━━━━━ Material for the task
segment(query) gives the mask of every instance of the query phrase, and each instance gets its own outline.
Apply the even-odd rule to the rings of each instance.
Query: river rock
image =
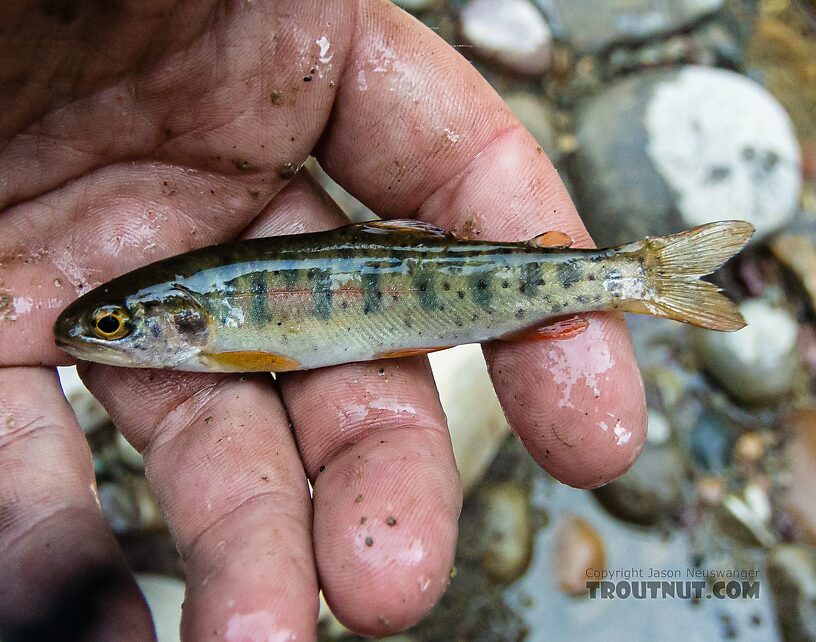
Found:
[[[784,544],[768,554],[767,564],[782,638],[816,640],[816,552]]]
[[[585,101],[570,166],[602,245],[740,218],[758,236],[794,216],[800,150],[784,108],[739,74],[639,73]]]
[[[550,68],[550,28],[529,0],[469,0],[459,24],[462,37],[487,60],[532,76]]]
[[[721,473],[730,462],[733,437],[728,419],[715,410],[703,410],[691,429],[691,455],[706,473]]]
[[[558,587],[568,595],[587,595],[587,569],[603,571],[606,553],[601,536],[585,519],[565,515],[553,543]]]
[[[786,423],[794,436],[785,449],[790,470],[785,506],[798,535],[816,546],[816,408],[799,410]]]
[[[484,488],[481,500],[482,568],[491,579],[510,583],[527,569],[533,552],[529,497],[502,482]]]
[[[184,582],[169,575],[141,573],[136,575],[136,583],[153,616],[158,642],[178,642]]]
[[[685,478],[676,449],[647,443],[623,476],[593,492],[616,517],[651,525],[682,508]]]
[[[677,31],[717,11],[723,0],[537,0],[537,4],[556,35],[586,54]]]
[[[697,357],[737,400],[770,404],[790,392],[799,367],[799,326],[782,308],[760,299],[740,305],[748,325],[738,332],[693,328]]]
[[[437,0],[392,0],[392,2],[398,7],[412,12],[433,9],[437,4]]]

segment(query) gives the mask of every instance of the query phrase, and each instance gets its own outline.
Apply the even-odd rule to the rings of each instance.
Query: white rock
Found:
[[[738,332],[694,328],[693,345],[706,369],[736,398],[767,403],[787,394],[799,366],[796,320],[760,299],[740,305],[748,325]]]
[[[648,430],[646,431],[646,439],[650,444],[655,446],[662,446],[671,437],[671,426],[669,420],[659,410],[649,408]]]
[[[470,0],[459,20],[462,36],[484,57],[523,74],[550,68],[550,28],[528,0]]]
[[[144,573],[136,575],[136,583],[153,616],[158,642],[178,642],[184,582],[169,575]]]
[[[430,355],[442,408],[448,417],[453,454],[467,493],[484,474],[509,428],[487,374],[479,345]]]
[[[111,420],[102,404],[82,383],[77,374],[76,366],[57,368],[57,373],[59,374],[60,385],[62,385],[65,398],[71,404],[83,432],[93,432]]]
[[[645,126],[648,154],[688,225],[738,218],[761,236],[795,214],[802,178],[793,125],[752,80],[687,67],[656,85]]]

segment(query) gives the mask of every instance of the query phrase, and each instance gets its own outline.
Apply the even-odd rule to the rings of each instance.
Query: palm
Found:
[[[118,616],[93,624],[99,636],[147,635],[53,372],[67,361],[50,326],[78,293],[192,247],[342,224],[308,177],[288,180],[312,150],[384,216],[588,241],[548,161],[465,61],[385,2],[351,5],[9,10],[0,67],[18,100],[0,113],[0,625],[48,613],[101,568],[122,593],[103,609]],[[49,44],[27,56],[38,30]],[[631,463],[643,399],[619,320],[487,356],[514,429],[554,475],[592,486]],[[380,367],[277,384],[84,369],[145,451],[188,564],[191,639],[312,635],[318,575],[339,617],[367,633],[411,624],[444,590],[461,502],[444,415],[425,359]],[[633,438],[617,444],[601,428],[609,417]],[[46,560],[33,571],[32,555]]]

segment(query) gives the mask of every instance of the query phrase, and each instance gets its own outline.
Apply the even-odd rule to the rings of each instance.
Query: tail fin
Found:
[[[639,246],[647,290],[653,293],[647,300],[627,302],[626,309],[711,330],[745,327],[736,304],[700,277],[722,267],[753,233],[754,227],[745,221],[720,221],[626,246],[627,250]]]

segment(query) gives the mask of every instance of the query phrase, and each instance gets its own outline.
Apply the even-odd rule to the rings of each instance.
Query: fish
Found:
[[[494,340],[557,340],[618,310],[734,331],[702,277],[754,228],[721,221],[605,249],[566,234],[468,240],[415,220],[238,240],[140,267],[54,325],[77,359],[137,368],[286,372]]]

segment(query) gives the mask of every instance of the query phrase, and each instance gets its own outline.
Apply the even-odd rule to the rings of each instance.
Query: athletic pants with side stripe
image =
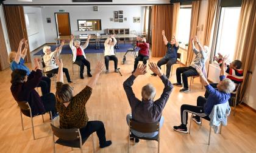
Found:
[[[181,123],[183,125],[188,123],[188,113],[196,115],[198,117],[203,117],[210,120],[209,117],[204,112],[204,106],[207,99],[202,96],[197,97],[196,106],[182,104],[180,107]]]

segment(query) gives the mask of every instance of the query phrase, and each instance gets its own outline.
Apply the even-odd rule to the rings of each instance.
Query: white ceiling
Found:
[[[72,2],[72,0],[33,0],[32,2],[5,0],[4,4],[16,5],[104,5],[104,4],[170,4],[169,0],[112,0],[112,2]]]

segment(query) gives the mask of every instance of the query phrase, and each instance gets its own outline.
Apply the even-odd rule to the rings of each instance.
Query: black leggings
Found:
[[[182,73],[182,82],[184,88],[188,88],[188,77],[191,76],[198,75],[197,72],[194,67],[178,67],[176,69],[176,78],[177,83],[181,84],[181,74]]]
[[[54,116],[57,113],[55,104],[56,99],[55,95],[52,93],[49,93],[40,97],[41,100],[43,103],[46,112],[51,111],[52,114]]]
[[[90,121],[87,122],[85,127],[80,129],[82,138],[88,137],[92,133],[96,132],[99,138],[99,144],[104,146],[106,143],[104,124],[101,121]]]
[[[190,104],[182,104],[180,107],[181,123],[187,126],[188,124],[188,113],[196,115],[197,117],[203,117],[210,121],[208,115],[204,112],[204,106],[206,103],[207,99],[202,96],[197,97],[196,106]]]
[[[137,69],[138,61],[143,61],[143,64],[147,64],[147,61],[149,59],[148,56],[143,56],[141,54],[138,55],[138,56],[135,58],[135,61],[134,61],[134,67],[133,70],[135,70]]]
[[[91,64],[87,61],[84,56],[76,56],[76,61],[74,64],[77,64],[80,66],[80,75],[82,75],[84,73],[84,69],[85,66],[87,67],[87,73],[91,72]]]
[[[69,73],[68,73],[68,70],[66,68],[63,68],[63,71],[65,73],[66,77],[66,80],[68,80],[68,82],[70,81],[70,76],[69,76]],[[59,67],[52,69],[51,70],[48,71],[47,72],[49,72],[49,73],[52,73],[54,74],[57,74],[59,72]]]
[[[116,70],[118,59],[115,55],[105,56],[105,65],[106,66],[106,70],[108,70],[108,63],[110,60],[114,61],[115,69]]]
[[[43,76],[37,87],[41,87],[43,95],[50,93],[51,79],[46,76]]]

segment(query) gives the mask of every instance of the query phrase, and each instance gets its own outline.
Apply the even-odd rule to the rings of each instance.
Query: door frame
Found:
[[[57,33],[57,38],[59,38],[59,28],[57,25],[57,21],[56,21],[56,14],[68,14],[68,21],[69,22],[69,33],[72,34],[71,33],[71,27],[70,26],[70,18],[69,18],[69,12],[55,12],[54,13],[54,18],[55,18],[55,25],[56,27],[56,33]]]

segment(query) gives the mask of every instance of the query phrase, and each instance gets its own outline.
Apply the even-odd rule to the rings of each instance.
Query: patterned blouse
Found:
[[[57,82],[56,92],[63,83]],[[87,126],[88,118],[85,104],[91,95],[92,89],[86,86],[76,96],[74,96],[68,107],[56,98],[56,108],[60,116],[60,127],[65,129],[82,128]]]

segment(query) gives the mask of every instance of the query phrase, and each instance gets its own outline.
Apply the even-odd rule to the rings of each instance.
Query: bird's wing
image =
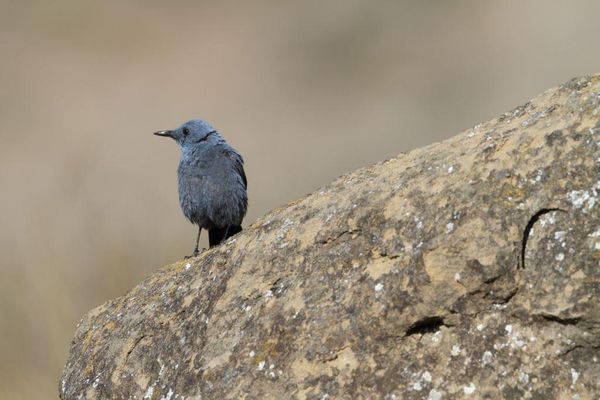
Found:
[[[236,151],[226,151],[225,155],[233,161],[235,171],[240,175],[244,182],[244,189],[248,189],[248,180],[246,179],[246,172],[244,172],[244,159]]]

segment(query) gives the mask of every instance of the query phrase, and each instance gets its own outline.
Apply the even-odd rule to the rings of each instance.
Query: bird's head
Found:
[[[208,122],[193,119],[177,129],[154,132],[157,136],[174,139],[181,148],[188,148],[202,143],[212,143],[219,138],[219,133]]]

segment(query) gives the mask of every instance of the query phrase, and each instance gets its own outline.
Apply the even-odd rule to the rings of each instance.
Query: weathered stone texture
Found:
[[[61,398],[597,398],[599,110],[572,80],[154,273]]]

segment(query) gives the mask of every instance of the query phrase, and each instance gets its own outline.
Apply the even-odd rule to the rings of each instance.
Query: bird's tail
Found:
[[[221,243],[223,240],[242,231],[241,225],[229,225],[225,228],[213,228],[208,230],[208,245],[213,247]]]

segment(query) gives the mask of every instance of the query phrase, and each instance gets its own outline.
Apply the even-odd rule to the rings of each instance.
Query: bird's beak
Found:
[[[154,132],[154,134],[156,136],[167,136],[172,138],[173,137],[173,131],[158,131],[158,132]]]

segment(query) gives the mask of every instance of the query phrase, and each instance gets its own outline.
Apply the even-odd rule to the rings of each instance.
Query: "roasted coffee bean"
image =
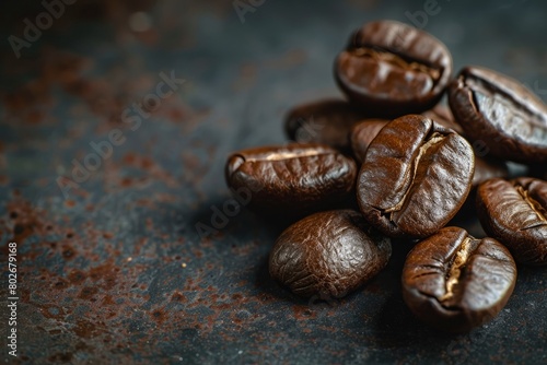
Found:
[[[346,101],[325,99],[294,107],[287,114],[284,126],[293,141],[324,143],[349,152],[349,131],[364,117]]]
[[[450,128],[458,132],[458,134],[464,134],[464,129],[455,120],[450,108],[442,105],[437,105],[434,108],[426,110],[421,114],[422,116],[433,119],[443,127]]]
[[[449,103],[466,136],[493,156],[547,162],[547,107],[517,81],[467,67],[451,83]]]
[[[358,163],[363,163],[366,150],[372,140],[388,122],[389,120],[387,119],[365,119],[351,129],[351,150]]]
[[[547,264],[547,181],[491,179],[477,190],[485,231],[509,247],[516,262]]]
[[[445,227],[412,248],[401,281],[416,317],[440,330],[465,332],[500,313],[513,292],[516,267],[496,239]]]
[[[336,299],[377,274],[389,238],[351,210],[315,213],[287,228],[269,257],[271,276],[300,296]]]
[[[359,207],[388,236],[430,236],[464,203],[474,166],[472,146],[455,131],[423,116],[397,118],[366,151],[357,185]]]
[[[348,197],[357,166],[327,145],[294,143],[235,152],[228,158],[225,175],[230,188],[252,195],[252,204],[294,212]]]
[[[475,156],[475,174],[473,175],[473,187],[476,188],[480,184],[494,177],[508,177],[508,165],[500,160],[492,157]]]
[[[445,107],[438,105],[433,109],[427,110],[421,114],[424,117],[433,119],[441,126],[450,128],[458,132],[467,141],[469,139],[465,136],[464,129],[455,120],[452,111]],[[480,151],[478,151],[480,152]],[[509,175],[508,165],[505,162],[491,156],[477,156],[477,151],[475,153],[475,175],[473,176],[473,187],[479,186],[493,177],[507,177]]]
[[[385,118],[433,107],[451,73],[452,57],[439,39],[394,21],[363,25],[335,61],[342,92]]]

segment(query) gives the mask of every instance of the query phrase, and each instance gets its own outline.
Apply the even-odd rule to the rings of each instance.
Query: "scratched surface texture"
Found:
[[[409,243],[357,293],[299,299],[267,271],[287,222],[234,211],[223,179],[229,152],[286,142],[288,108],[340,95],[334,57],[371,20],[409,23],[408,12],[449,46],[456,71],[488,66],[546,99],[545,1],[439,0],[426,20],[426,1],[266,0],[240,17],[231,1],[80,0],[19,58],[9,36],[23,38],[24,20],[46,10],[7,3],[2,339],[8,242],[18,243],[20,301],[19,356],[2,340],[2,361],[547,362],[545,269],[520,267],[507,307],[462,335],[422,326],[404,305]],[[101,146],[104,157],[90,157]],[[481,234],[473,209],[459,221]]]

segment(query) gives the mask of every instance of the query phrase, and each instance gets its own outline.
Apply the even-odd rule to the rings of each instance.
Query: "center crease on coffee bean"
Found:
[[[410,190],[412,190],[412,187],[415,185],[416,174],[418,172],[418,166],[420,164],[420,161],[421,161],[422,156],[426,155],[426,153],[427,153],[427,151],[429,149],[431,149],[432,146],[434,146],[438,143],[440,143],[443,139],[444,139],[444,137],[441,133],[434,132],[433,134],[431,134],[431,137],[429,138],[429,140],[420,146],[420,150],[418,151],[418,156],[416,156],[416,158],[415,158],[415,161],[412,163],[412,167],[414,167],[412,168],[412,177],[410,179],[411,182],[408,185],[408,189],[405,191],[405,193],[403,195],[403,198],[400,199],[400,201],[397,204],[395,204],[394,207],[385,209],[385,210],[382,211],[383,215],[386,215],[387,213],[389,213],[389,221],[395,222],[393,220],[393,213],[397,212],[397,211],[400,211],[403,209],[403,207],[405,205],[405,202],[406,202],[407,197],[408,197],[408,192]]]
[[[441,76],[441,71],[439,69],[435,69],[432,66],[429,64],[423,64],[423,63],[418,63],[414,61],[407,61],[403,57],[395,55],[393,52],[387,52],[384,50],[376,50],[372,48],[356,48],[350,51],[353,56],[357,57],[368,57],[371,59],[374,59],[376,61],[383,61],[387,62],[393,66],[398,66],[401,69],[410,69],[412,71],[420,71],[429,74],[431,80],[433,81],[433,84],[437,84],[439,78]]]
[[[445,302],[454,296],[454,286],[456,286],[459,282],[462,271],[465,269],[464,266],[467,263],[473,249],[473,239],[470,237],[465,238],[455,255],[454,261],[452,262],[446,276],[446,293],[439,298],[439,302]]]

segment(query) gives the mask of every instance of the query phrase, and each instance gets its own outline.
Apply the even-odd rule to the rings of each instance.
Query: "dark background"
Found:
[[[255,2],[257,3],[257,2]],[[18,243],[18,361],[47,363],[545,363],[547,271],[519,267],[507,307],[447,335],[403,303],[410,245],[344,299],[302,301],[271,282],[267,256],[284,223],[230,198],[231,151],[284,143],[288,108],[339,96],[333,60],[362,23],[423,11],[427,1],[266,0],[244,22],[232,1],[91,1],[65,13],[18,58],[38,2],[2,2],[0,306],[7,335],[7,245]],[[452,50],[547,99],[547,3],[440,0],[420,27]],[[185,83],[141,126],[124,110],[160,73]],[[136,114],[132,114],[135,116]],[[72,161],[119,129],[112,156],[63,193]],[[218,219],[218,217],[217,217]],[[473,209],[461,222],[480,235]],[[2,341],[2,358],[8,356]]]

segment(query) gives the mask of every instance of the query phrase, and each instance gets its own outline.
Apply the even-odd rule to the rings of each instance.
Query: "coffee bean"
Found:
━━━━━━━━━━
_Exercise task_
Extract each line of the data that contains the string "coffee". The match is case-sensitive.

_Full output_
Query: "roasted coffee bean"
Query: "center crease on coffee bean"
Query: "coffee bean"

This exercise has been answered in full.